### [AIM OF THE TASK]
Each entry below is to be printed verbatim.

▼

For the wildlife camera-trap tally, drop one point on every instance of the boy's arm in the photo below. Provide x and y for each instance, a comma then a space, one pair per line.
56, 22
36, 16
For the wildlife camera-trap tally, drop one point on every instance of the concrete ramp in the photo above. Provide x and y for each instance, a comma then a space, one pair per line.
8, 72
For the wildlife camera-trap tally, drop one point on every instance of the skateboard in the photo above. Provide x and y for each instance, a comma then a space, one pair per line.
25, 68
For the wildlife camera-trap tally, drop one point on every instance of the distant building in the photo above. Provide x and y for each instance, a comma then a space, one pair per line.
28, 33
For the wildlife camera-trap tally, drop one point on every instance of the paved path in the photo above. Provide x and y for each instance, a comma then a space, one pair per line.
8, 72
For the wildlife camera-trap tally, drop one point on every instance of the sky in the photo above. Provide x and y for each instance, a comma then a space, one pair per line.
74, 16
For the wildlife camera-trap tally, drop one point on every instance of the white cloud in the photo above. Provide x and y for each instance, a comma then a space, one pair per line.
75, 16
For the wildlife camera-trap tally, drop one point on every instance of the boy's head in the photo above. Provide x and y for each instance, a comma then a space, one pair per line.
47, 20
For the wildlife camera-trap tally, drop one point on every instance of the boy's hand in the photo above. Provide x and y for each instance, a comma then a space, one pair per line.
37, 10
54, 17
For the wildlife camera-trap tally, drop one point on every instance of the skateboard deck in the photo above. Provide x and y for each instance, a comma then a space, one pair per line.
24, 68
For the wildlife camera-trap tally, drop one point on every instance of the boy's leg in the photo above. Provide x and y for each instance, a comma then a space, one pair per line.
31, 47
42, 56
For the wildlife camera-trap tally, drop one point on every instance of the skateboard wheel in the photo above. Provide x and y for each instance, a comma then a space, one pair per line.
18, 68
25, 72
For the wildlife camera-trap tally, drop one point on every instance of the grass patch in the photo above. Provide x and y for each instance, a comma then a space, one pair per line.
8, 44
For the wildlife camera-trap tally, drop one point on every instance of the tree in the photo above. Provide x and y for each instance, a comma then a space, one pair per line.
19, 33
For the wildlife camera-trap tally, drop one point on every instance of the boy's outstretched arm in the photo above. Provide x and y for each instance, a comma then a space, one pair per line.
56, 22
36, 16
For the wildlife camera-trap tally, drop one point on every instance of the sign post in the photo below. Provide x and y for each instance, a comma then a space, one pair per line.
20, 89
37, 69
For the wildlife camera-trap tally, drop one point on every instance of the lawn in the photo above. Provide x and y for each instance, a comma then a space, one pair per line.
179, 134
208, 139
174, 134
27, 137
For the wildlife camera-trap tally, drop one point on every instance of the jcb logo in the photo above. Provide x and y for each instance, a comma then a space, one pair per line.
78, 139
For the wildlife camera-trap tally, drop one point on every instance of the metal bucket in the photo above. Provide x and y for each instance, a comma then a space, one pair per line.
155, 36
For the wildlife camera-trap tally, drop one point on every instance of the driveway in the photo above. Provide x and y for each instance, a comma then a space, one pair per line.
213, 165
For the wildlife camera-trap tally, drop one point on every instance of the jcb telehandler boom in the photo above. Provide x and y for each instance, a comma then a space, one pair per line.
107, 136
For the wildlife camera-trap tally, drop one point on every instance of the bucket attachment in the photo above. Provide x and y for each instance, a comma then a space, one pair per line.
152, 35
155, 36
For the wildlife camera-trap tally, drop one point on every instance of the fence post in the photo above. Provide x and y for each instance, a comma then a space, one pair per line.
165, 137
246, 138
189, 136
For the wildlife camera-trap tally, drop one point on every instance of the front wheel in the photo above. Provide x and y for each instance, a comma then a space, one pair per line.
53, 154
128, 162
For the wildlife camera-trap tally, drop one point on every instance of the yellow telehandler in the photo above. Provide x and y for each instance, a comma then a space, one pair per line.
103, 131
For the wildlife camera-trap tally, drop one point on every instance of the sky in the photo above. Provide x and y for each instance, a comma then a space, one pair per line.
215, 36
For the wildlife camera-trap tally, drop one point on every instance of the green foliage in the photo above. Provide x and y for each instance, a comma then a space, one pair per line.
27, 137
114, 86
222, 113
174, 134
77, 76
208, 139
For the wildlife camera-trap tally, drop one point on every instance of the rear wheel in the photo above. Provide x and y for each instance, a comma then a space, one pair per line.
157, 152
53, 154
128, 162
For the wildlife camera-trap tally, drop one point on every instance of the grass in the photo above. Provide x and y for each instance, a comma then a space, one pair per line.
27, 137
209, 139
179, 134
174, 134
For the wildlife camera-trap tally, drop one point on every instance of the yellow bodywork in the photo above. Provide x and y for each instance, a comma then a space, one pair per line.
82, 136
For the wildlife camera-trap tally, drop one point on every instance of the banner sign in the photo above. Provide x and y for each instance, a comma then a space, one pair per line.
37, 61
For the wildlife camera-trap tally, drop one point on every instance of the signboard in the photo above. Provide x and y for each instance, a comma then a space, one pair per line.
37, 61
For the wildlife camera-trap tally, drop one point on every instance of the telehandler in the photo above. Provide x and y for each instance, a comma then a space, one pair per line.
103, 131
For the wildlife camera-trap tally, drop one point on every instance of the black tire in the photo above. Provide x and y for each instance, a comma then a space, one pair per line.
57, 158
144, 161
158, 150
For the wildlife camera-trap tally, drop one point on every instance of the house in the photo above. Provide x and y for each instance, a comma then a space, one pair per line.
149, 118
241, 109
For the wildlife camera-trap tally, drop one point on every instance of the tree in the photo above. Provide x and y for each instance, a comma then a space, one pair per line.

▲

### [SOLVED PROBLEM]
For the wildlife camera-trap tally, drop one point on every instance of the boy's arm in the photo below. Provide x and y for each instance, a comma then a space, one pair per line.
56, 22
36, 16
For the wildlife camera-trap tally, drop one point on every instance of the concrete ramp in the photo above. Provide x and y for each instance, a comma then a space, one pair per line.
8, 72
For the wildlife camera-trap tally, drop one point on every instance of the skateboard in the photo above. Provide x and y for each instance, a comma then a space, one pair per line.
25, 68
For the wildlife camera-trap tally, drop one point on every instance of the distant building in the photo above. Provide x and y for each instance, a comma then a space, one pair per line.
28, 33
For the wildlife camera-trap tally, drop one point on every instance of the paved path in the photo above. Provide x and y for each instance, a comma then a space, one pair per line.
8, 72
For the wildlife camera-trap tally, drop one point on every instance of the sky in the photo above. Provide x and y for each instance, a comma then a space, one pair per line.
74, 16
For the wildlife camera-trap tally, drop one point on every instance of the white cloud in the photo above. Provide x and y for each instance, a comma then a space, one pair per line.
75, 16
For the wildlife camera-trap tally, drop one point on every instance of the boy's head in the photo above. Provide x and y for each instance, a comma then a space, one pair per line.
47, 20
For the wildlife camera-trap tally, drop one point on every instance of the boy's hand in the photo above. Provide x and y for each instance, a comma then a space, one pair per line.
37, 10
54, 17
For the wildlife camera-trap tally, drop one point on every instance of the skateboard deck in the photo above. Provide x and y for each instance, a comma then a space, one pair per line.
24, 68
For the wildlife camera-trap tally, drop one point on every instance of the boy's leg in the photo above. Provide x and y for each instance, a comma then a space, one pair per line.
31, 47
42, 56
For the wildlife camera-trap tally, drop one point on every instance of the skateboard wheel in the photo above. Provide x and y for each instance, a comma then a space, one pair per line.
18, 68
25, 72
For the wildlife camera-trap tally, drop one point on every instance of the grass patch in the photo above. Provide x and y for each instance, a comma then a space, one pair per line.
8, 44
For the wildlife camera-trap tally, drop one point on every instance of the tree in the photo above. Provide x and y for each instance, a comma then a space, one pair per line.
19, 33
For the wildlife camera-trap tally, drop one point on every instance of the boy's outstretched arm in the photo above. Provide x and y for each instance, a comma then a space, one pair per line.
56, 22
36, 16
For the wildlife camera-trap tally, drop one point on every instance of the sign post in the photo below. Provide x and y for each instance, a comma then a space, one pair per line.
20, 89
37, 69
For the wildlife camera-trap tally, drop one point on every instance of the lawn in the photo above. Provide x and y for each instance, a comma then a space, one pair per line.
179, 134
208, 139
174, 134
27, 137
For the wildlife camera-trap tally, drop one point on every instance of the jcb logo in the photo above. Provide x and y for each instance, a comma then a space, one pair per line.
78, 139
For the wildlife camera-trap tally, drop one point on every instance of the metal bucket in the photo above. Provide x and y for each instance, a comma then a space, one pair per line.
155, 36
For the wildlife camera-trap tally, drop one point on every instance of the driveway in the photo above. Provide x and y for each instance, a comma then a space, one pair per line.
213, 165
For the wildlife camera-trap tally, drop one point on every instance of the jcb telehandler boom in the photo above. Provide x and y for each instance, a comma then a space, one pair per line.
107, 136
For the wildlife camera-trap tally, drop one point on every instance of the bucket attachment in the photo above. Provide x and y for each instance, a comma then a space, one pair per line.
152, 35
155, 36
For the wildlife camera-trap tally, drop one point on every instance of the fence post in the photo above. Provide x and y for each instance, a comma then a space, one pair per line.
165, 137
246, 138
189, 136
For the wildlife camera-trap tally, drop one point on every instance of the front wheel in the photo above. Provide x and y for each instance, a comma then a space, one pair per line.
53, 154
128, 162
For the wildlife camera-trap tally, drop one point on every instance of the yellow telehandler in the photo above. Provide x and y for each instance, a comma then a space, one pair per line.
103, 131
For the wildlife camera-trap tally, drop one point on every instance of the sky in the photo above. Provide x and y for each instance, a comma then a space, one pair per line.
215, 36
For the wildlife camera-trap tally, drop one point on every instance of the green foliage in the photo above. Provide x and y for each instance, a comma then a space, one pair per line.
27, 137
114, 86
222, 113
174, 134
77, 76
208, 139
For the wildlife camera-trap tally, drop one point on every instance of the rear wheel in the photo above. Provide x and y for each instance, a comma then a space, one pair per line.
157, 152
53, 154
128, 162
For the wildlife camera-trap tally, drop one point on every instance of the grass in the photo above. Provide x and y for each instance, a comma then a space, one pair per line.
27, 137
209, 139
179, 134
174, 134
For the wildlife camera-trap tally, drop one point on every instance of the yellow bodywork in the photo above. Provide x and y for each instance, a comma then a space, one pair per line.
82, 136
For the wildlife camera-trap tally, drop one point on every instance of the banner sign in the photo above. Provide x and y for each instance, a comma then a space, one pair per line.
37, 61
For the wildlife camera-trap tally, drop one point on every instance of the signboard in the photo above. Provide x and y for each instance, a comma then a space, one pair per line.
37, 61
For the wildlife camera-trap tally, drop one point on every instance of the telehandler in the photo above. Provide x and y for each instance, a comma then a space, one pair per line.
103, 131
For the wildlife camera-trap tally, drop one point on every instance of the black tire in the photo above. Provide x and y for each instance, a comma then a space, one pair per line.
57, 158
144, 161
158, 150
For the wildlife camera-trap tally, drop one point on every instance of the house in the photo above. Provide x and y for each instance, a comma then a space, one pair per line.
149, 118
241, 109
For the wildlife camera-trap tally, drop one point on every instance of the tree in the photo above. Provide x and y for each instance, a comma then a space, one pair per line.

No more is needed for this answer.